*** EXERCISE INPUTS Section Begins ***

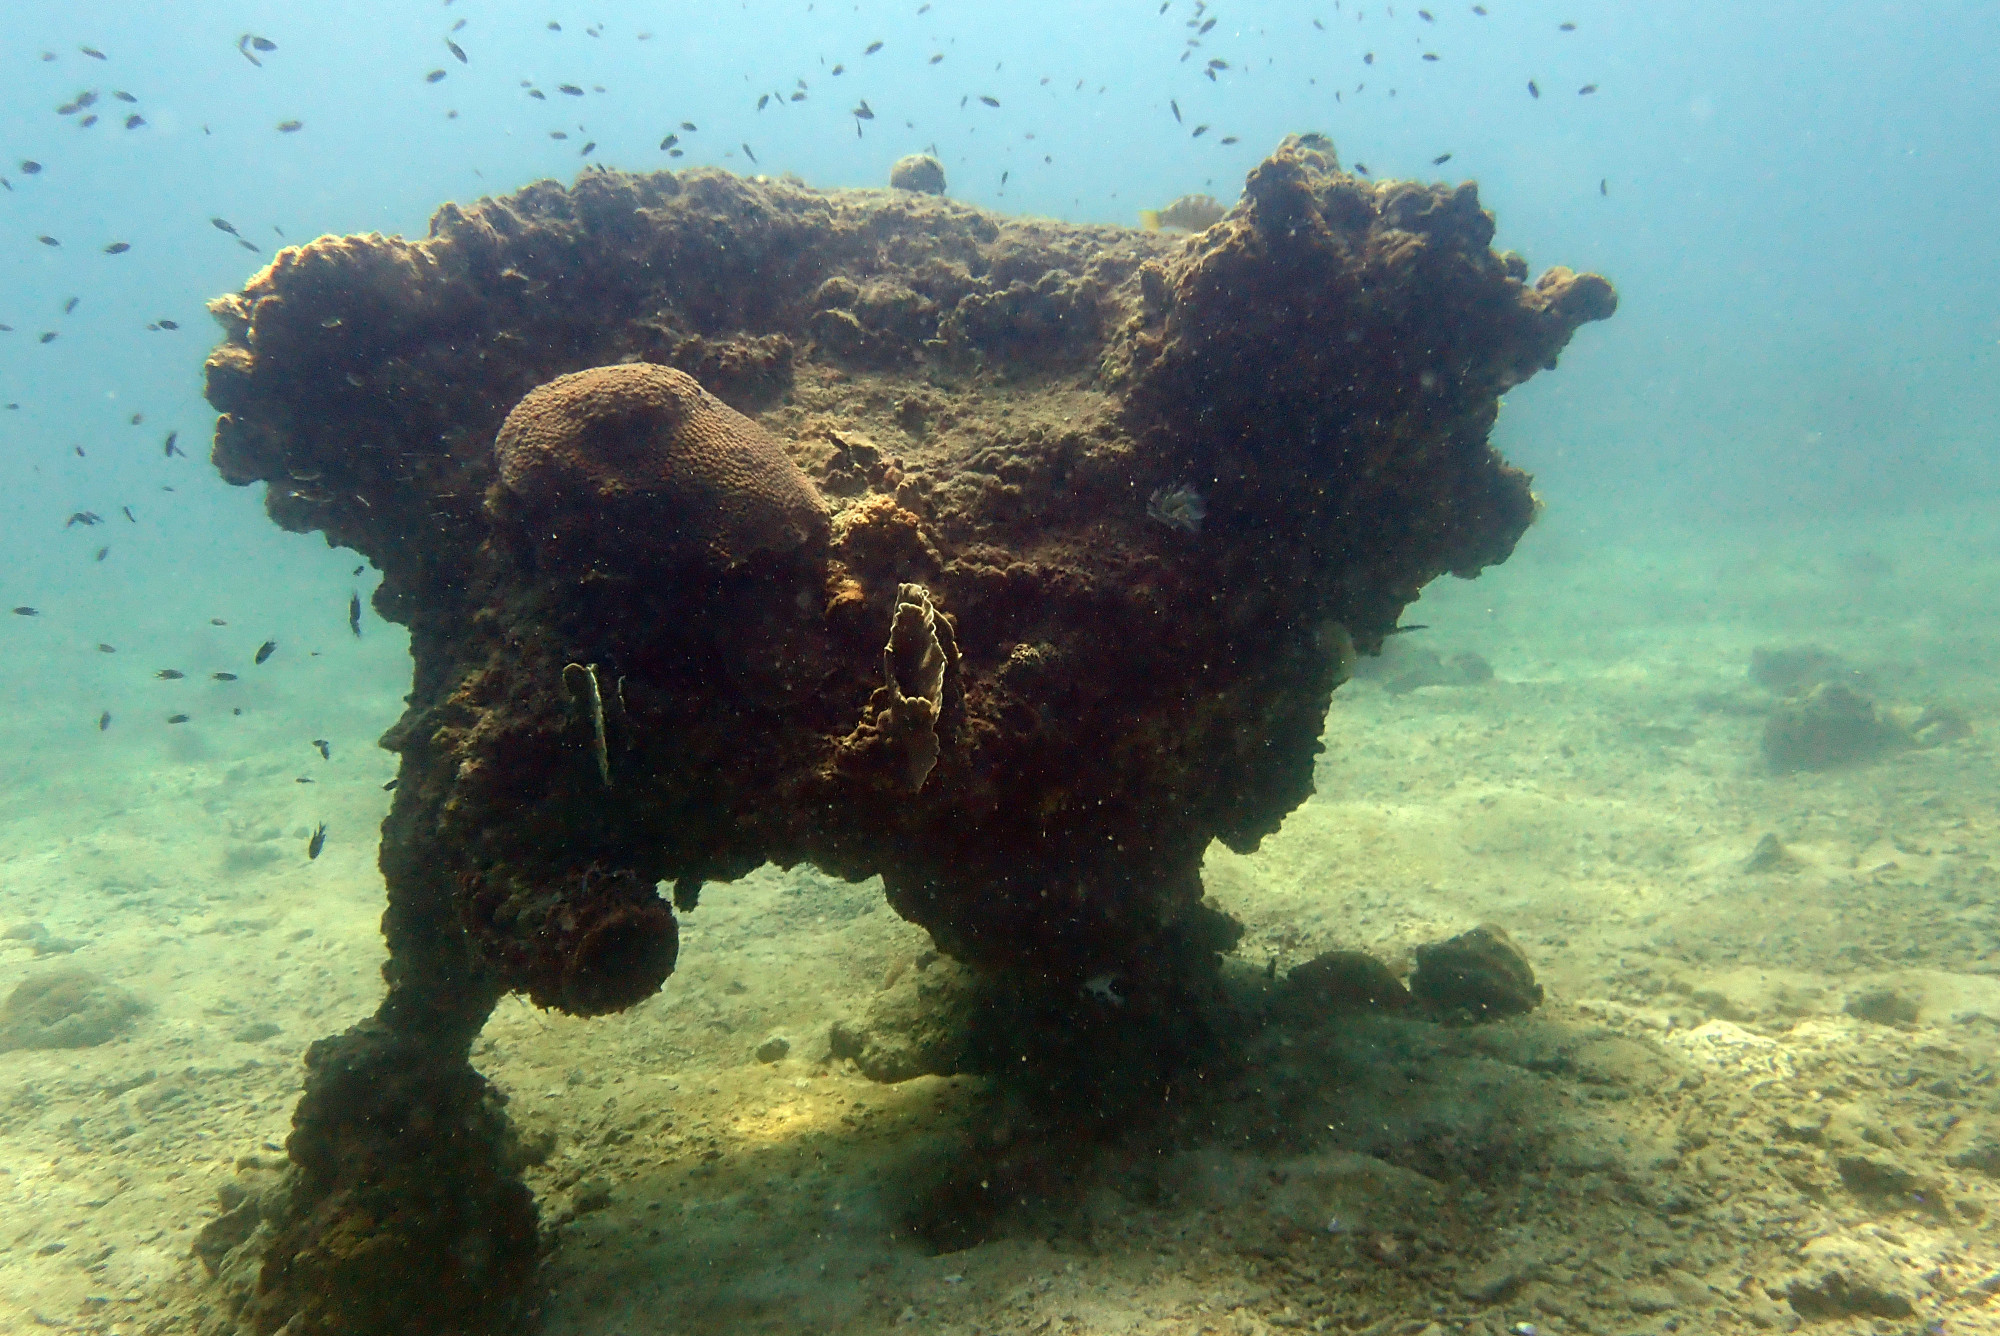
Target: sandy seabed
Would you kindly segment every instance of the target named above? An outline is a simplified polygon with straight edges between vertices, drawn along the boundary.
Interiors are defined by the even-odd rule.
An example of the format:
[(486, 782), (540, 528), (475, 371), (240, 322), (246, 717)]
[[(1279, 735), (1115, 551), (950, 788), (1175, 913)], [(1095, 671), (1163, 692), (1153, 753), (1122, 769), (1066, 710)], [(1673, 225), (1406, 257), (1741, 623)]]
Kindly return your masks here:
[[(547, 1152), (543, 1330), (2000, 1331), (2000, 523), (1610, 532), (1557, 506), (1434, 587), (1337, 693), (1318, 795), (1205, 871), (1246, 977), (1491, 922), (1535, 1014), (1268, 1030), (936, 1254), (914, 1199), (990, 1134), (987, 1083), (876, 1084), (827, 1038), (928, 940), (874, 883), (712, 885), (659, 996), (510, 999), (474, 1050)], [(1750, 656), (1804, 646), (1974, 731), (1773, 774)], [(0, 1333), (220, 1329), (191, 1243), (282, 1163), (305, 1045), (379, 997), (366, 744), (401, 690), (335, 696), (332, 761), (274, 724), (67, 764), (17, 684), (42, 782), (0, 800), (0, 991), (82, 968), (147, 1009), (0, 1053)]]

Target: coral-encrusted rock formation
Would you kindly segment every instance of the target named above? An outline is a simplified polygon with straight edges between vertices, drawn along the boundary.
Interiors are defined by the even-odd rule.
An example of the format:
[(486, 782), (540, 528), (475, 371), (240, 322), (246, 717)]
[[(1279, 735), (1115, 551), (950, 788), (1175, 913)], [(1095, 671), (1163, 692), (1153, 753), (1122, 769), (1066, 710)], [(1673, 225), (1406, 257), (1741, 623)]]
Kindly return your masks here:
[[(1533, 515), (1498, 396), (1615, 299), (1491, 237), (1471, 186), (1305, 137), (1187, 238), (700, 170), (281, 252), (214, 304), (214, 460), (372, 558), (416, 657), (346, 1065), (421, 1052), (456, 1116), (501, 991), (628, 1005), (673, 963), (654, 888), (765, 861), (881, 874), (1051, 1015), (1104, 977), (1128, 1030), (1184, 1010), (1233, 940), (1209, 841), (1277, 828), (1345, 659)], [(255, 1312), (354, 1330), (326, 1240), (388, 1228), (417, 1143), (309, 1083)], [(514, 1311), (517, 1258), (475, 1283), (405, 1223), (382, 1283), (461, 1302), (434, 1330)]]

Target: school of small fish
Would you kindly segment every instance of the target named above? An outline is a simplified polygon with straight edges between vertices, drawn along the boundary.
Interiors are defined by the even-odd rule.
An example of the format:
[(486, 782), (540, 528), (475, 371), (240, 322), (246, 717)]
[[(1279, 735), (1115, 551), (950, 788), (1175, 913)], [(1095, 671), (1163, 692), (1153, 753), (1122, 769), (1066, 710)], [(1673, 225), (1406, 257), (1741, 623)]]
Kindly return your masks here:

*** EXERCISE INPUTS Section Ends ***

■ WHAT TO DO
Your task is to return the lines above, from the first one up to and including the line containing "Target: school of small fish", minus any pictures.

■ WRITTEN RESPONSE
Target: sandy seabed
Would you kindly segment every instance of the target named above? An outline is a simplified polygon with straight edges between vertices, drawn along the boundary.
Interiors are defined by the even-odd rule.
An example of the format:
[(486, 782), (540, 528), (475, 371), (240, 322), (246, 717)]
[[(1279, 735), (1115, 551), (950, 788), (1175, 913)], [(1095, 671), (1163, 692), (1153, 753), (1122, 769), (1066, 710)], [(1673, 225), (1406, 257), (1741, 623)]]
Kindly return your masks here:
[[(547, 1152), (543, 1330), (2000, 1331), (2000, 523), (1610, 532), (1557, 506), (1434, 587), (1337, 693), (1318, 795), (1205, 871), (1246, 977), (1491, 922), (1535, 1014), (1268, 1030), (936, 1254), (914, 1199), (990, 1134), (987, 1083), (876, 1084), (827, 1038), (928, 940), (874, 883), (712, 885), (659, 996), (510, 999), (474, 1050)], [(1750, 656), (1804, 646), (1974, 731), (1773, 774)], [(0, 1333), (220, 1329), (191, 1243), (282, 1163), (305, 1045), (379, 997), (366, 744), (401, 690), (335, 696), (332, 761), (274, 724), (67, 764), (17, 684), (42, 782), (0, 800), (0, 991), (82, 968), (147, 1009), (0, 1053)]]

Target: coral-encrusted rock formation
Would you kindly segment every instance of the target named above? An outline is a simplified polygon with straight edges between vertices, drawn along the boundary.
Interiors are defined by the even-odd rule.
An example of the format:
[(486, 782), (540, 528), (475, 371), (240, 322), (246, 717)]
[[(1279, 735), (1115, 551), (950, 788), (1175, 913)], [(1095, 671), (1163, 692), (1153, 753), (1122, 769), (1066, 710)], [(1673, 225), (1406, 257), (1741, 623)]]
Kindly return your masks here:
[[(1533, 515), (1498, 396), (1615, 299), (1491, 237), (1471, 186), (1305, 137), (1187, 238), (700, 170), (281, 252), (214, 304), (214, 460), (372, 558), (416, 657), (346, 1065), (421, 1052), (456, 1116), (501, 991), (628, 1005), (673, 963), (654, 888), (765, 861), (881, 874), (1051, 1015), (1104, 977), (1128, 1030), (1184, 1010), (1233, 940), (1209, 841), (1277, 828), (1345, 659)], [(255, 1312), (354, 1330), (326, 1240), (388, 1228), (417, 1143), (309, 1083)], [(514, 1311), (517, 1258), (475, 1283), (405, 1223), (382, 1283), (461, 1302), (434, 1330)]]

Target: school of small fish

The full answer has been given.